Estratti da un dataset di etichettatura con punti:
● ● ● ●

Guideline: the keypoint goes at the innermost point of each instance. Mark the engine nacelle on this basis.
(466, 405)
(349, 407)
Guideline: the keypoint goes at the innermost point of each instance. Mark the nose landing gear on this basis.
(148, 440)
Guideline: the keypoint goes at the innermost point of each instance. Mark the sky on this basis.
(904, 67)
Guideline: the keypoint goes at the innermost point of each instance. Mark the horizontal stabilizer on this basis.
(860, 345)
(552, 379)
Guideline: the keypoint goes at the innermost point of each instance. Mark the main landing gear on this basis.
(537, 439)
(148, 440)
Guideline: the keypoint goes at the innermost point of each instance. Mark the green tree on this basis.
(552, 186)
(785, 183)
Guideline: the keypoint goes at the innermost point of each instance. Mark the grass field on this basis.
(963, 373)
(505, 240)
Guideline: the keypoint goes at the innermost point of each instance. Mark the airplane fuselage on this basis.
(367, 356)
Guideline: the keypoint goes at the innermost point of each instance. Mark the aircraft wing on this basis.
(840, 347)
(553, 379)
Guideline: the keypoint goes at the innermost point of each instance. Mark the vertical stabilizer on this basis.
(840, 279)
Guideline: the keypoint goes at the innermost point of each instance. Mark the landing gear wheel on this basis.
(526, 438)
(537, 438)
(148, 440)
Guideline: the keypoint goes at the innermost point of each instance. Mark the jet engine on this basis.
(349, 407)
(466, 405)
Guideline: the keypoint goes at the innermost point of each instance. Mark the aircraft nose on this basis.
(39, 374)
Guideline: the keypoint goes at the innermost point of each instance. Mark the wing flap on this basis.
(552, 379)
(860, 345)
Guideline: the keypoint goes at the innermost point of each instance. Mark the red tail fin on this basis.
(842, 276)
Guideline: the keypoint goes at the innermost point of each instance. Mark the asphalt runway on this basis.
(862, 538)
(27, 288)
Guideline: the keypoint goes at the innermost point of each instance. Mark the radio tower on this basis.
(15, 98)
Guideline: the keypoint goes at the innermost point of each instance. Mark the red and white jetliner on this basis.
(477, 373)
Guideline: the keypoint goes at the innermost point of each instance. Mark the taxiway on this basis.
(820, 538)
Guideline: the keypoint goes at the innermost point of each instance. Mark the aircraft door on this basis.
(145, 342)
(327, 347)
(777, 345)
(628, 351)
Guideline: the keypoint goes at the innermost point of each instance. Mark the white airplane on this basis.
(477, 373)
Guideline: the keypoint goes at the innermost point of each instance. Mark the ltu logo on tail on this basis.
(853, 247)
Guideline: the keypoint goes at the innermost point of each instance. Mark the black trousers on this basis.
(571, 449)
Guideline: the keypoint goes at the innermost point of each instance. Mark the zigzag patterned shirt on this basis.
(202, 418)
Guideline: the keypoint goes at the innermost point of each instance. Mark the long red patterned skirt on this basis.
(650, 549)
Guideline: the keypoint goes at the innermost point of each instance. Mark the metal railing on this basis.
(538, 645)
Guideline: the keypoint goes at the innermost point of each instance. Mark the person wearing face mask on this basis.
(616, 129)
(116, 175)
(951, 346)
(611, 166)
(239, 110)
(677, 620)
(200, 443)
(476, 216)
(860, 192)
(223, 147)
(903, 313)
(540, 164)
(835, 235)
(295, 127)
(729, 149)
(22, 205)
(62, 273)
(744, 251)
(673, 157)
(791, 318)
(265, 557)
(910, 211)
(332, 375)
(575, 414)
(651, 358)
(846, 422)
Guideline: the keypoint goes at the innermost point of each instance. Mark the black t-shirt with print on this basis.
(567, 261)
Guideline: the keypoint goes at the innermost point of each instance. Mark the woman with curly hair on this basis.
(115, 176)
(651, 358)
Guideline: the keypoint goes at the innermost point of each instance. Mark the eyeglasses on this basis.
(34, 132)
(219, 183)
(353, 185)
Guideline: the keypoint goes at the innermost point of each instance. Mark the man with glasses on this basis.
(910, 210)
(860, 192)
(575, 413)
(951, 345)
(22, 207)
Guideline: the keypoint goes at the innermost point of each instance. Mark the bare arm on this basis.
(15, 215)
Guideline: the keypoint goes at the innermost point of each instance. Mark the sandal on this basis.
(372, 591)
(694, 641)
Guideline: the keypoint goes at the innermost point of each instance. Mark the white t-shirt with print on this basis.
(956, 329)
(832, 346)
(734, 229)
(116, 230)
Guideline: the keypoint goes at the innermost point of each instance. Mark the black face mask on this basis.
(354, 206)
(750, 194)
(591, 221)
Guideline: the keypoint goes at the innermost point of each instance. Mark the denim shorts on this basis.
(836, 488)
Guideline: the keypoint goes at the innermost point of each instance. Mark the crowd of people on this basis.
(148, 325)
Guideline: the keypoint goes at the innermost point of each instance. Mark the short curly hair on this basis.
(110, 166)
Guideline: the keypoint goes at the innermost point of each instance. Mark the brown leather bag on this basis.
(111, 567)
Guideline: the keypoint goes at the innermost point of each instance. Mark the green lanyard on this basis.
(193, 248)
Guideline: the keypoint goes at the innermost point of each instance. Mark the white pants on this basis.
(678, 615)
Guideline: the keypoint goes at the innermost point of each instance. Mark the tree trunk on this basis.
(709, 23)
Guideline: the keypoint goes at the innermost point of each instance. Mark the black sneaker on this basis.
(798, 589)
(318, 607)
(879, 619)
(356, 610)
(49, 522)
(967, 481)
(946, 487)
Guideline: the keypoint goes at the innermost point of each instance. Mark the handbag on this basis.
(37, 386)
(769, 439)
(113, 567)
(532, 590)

● ● ● ●

→ Consegna: Formatta tutto il materiale come CSV a due colonne, "testo" e "risposta", con una riga per ogni testo accompagnato dalla sua risposta. Racchiudi ciascun campo tra virgolette doppie e sostituisci gli a capo con spazi.

→ Soluzione:
testo,risposta
"Guideline: the keypoint goes at the innermost point of each instance. Mark the engine nacelle on this basis.","(466, 405) (349, 407)"
"Guideline: the keypoint goes at the innermost point of each instance. Mark the nose landing gear on this basis.","(148, 440)"
"Guideline: the keypoint goes at the innermost point of each instance. Mark the sky on this basis.","(904, 67)"
"Guideline: the keypoint goes at the innermost point of each instance. Mark the horizontal stabilizer on this basis.","(860, 345) (552, 379)"
"Guideline: the keypoint goes at the innermost point of each instance. Mark the main landing gear on this basis.","(537, 439) (148, 440)"
"Guideline: the keypoint goes at the innermost point of each instance. Mark the green tree on this basis.","(552, 186) (785, 183)"
"Guideline: the keypoint goes at the innermost point of each instance. Mark the grass field on this basis.","(963, 373) (505, 240)"
"Guideline: the keypoint goes at the innermost point of each instance. Mark the airplane fuselage on this basis.","(367, 356)"
"Guideline: the keypoint goes at the innermost point of each instance. Mark the aircraft wing on this basis.","(840, 347) (553, 379)"
"Guideline: the keypoint goes at the innermost point of each instance. Mark the vertical stabilizer on this basis.","(840, 279)"
"Guideline: the keypoint goes at the innermost point of each instance. Mark the landing gear wheel on this basis.","(526, 438) (537, 438) (148, 440)"
"Guideline: the keypoint goes at the innermost point of each instance. Mark the jet engine on this basis.","(349, 407) (466, 405)"
"Guideline: the keypoint goes at the innermost point of each instance. Mark the aircraft nose on this basis.","(39, 374)"
"Guideline: the keypoint goes at the innermost point of each instance. Mark the wing flap on this basis.","(552, 379) (860, 345)"
"Guideline: the keypoint goes at the innermost point of each instance. Mark the red tail fin on this basis.","(842, 276)"
"Guideline: the keypoint goes at the innermost point of each instance. Mark the asphalt runway on this basis.","(862, 538) (27, 288)"
"Guideline: the keypoint goes at the innermost point of each instance. Mark the radio tower on this basis.","(15, 98)"
"Guideline: the keypoint goes at the innermost point of each instance. Mark the red and white jetliner on this basis.","(477, 373)"
"Guideline: the keypoint goes at the innermost point of each instance. Mark the taxiway on this basis.","(820, 538)"
"Guideline: the keypoint goes at the innermost point of each instance. Mark the aircraft door on this basis.","(145, 342) (327, 347) (777, 345) (628, 351)"
"Guideline: the keypoint goes at the innermost point of each instance. Mark the white airplane on this basis.","(477, 373)"
"Guideline: the keypoint goes at the innermost point of each instance. Mark the ltu logo on tail on this basis.","(853, 247)"
"Guideline: the keypoint goes at the innermost point of each instance. Mark the black trousers on this basis.","(571, 449)"
"Guideline: the keypoint goes at the innermost point of each instance. Mark the zigzag patterned shirt on this basis.","(202, 418)"
"Guideline: the keypoint goes at the innermost point of each instance. Mark the long red patterned skirt on this basis.","(650, 549)"
"Guideline: the keypoint goes at the innermost point of each instance. Mark the metal railing on this basis.","(538, 645)"
"Guideline: the keypoint goes at the innermost point of each instance. Mark the person wearing face mask on this basis.","(616, 129) (116, 175) (951, 346) (611, 166) (239, 110) (677, 620) (200, 443) (476, 216) (860, 192) (223, 147) (903, 313) (540, 164) (835, 235) (295, 127) (729, 149) (22, 205) (62, 273) (744, 251) (673, 157) (791, 318) (265, 557) (910, 211) (332, 375) (575, 414) (651, 358) (846, 422)"
"Guideline: the keypoint goes at the innermost point of each instance. Mark the black t-shirt with print on this basis.","(567, 261)"
"Guideline: the keypoint goes at the innermost point of each instance. Mark the woman with curly hair on this basis.","(115, 176) (651, 358)"
"Guideline: the keypoint goes at the innermost point of each instance. Mark the eyeglasses on this basis.","(34, 132) (219, 183) (353, 185)"
"Guideline: the keypoint goes at the innermost point of each instance. Mark the man with glasses on this basis.","(910, 210) (860, 192) (575, 413) (951, 345) (22, 207)"
"Guideline: the keypoint goes at the innermost point of each instance. Mark the bare arm on this basis.","(15, 215)"
"Guideline: the keypoint goes at the innermost point of each instance. Mark the sandal on this basis.","(372, 591) (694, 641)"
"Guideline: the keypoint goes at the innermost point of each instance. Mark the white t-shirt with print on this basis.","(956, 329) (832, 346) (734, 229) (116, 230)"
"Guideline: the keypoint goes at the innermost point of each instance. Mark the black face mask on this basis.","(354, 206) (750, 194) (591, 221)"
"Guideline: the keypoint goes at the innermost point of each instance. Mark the denim shorts on this basis.","(836, 488)"
"Guideline: the keypoint goes at the innermost point of each instance. Mark the crowd of people on this basis.","(148, 325)"
"Guideline: the keypoint goes at the innermost point of each instance. Mark the short curly hair on this basis.","(110, 166)"
"Guideline: the keypoint goes at the innermost point of each instance. Mark the brown leather bag on this basis.","(111, 567)"
"Guideline: the keypoint goes at the innermost point of each instance. Mark the green lanyard on this basis.","(193, 248)"
"Guideline: the keypoint goes at the innermost point of each instance. Mark the white pants on this basis.","(678, 615)"
"Guideline: the keypoint goes at the innermost point of each instance. Mark the tree trunk on this basis.","(709, 23)"
"Guideline: the keypoint goes at the innermost point of each instance. Mark the black sneaker on this basis.","(798, 589) (318, 607) (879, 619) (356, 610) (49, 522) (967, 481) (946, 487)"
"Guideline: the keypoint goes at the innermost point of each instance. Mark the handbag on this basis.","(37, 386) (769, 439) (113, 567) (532, 590)"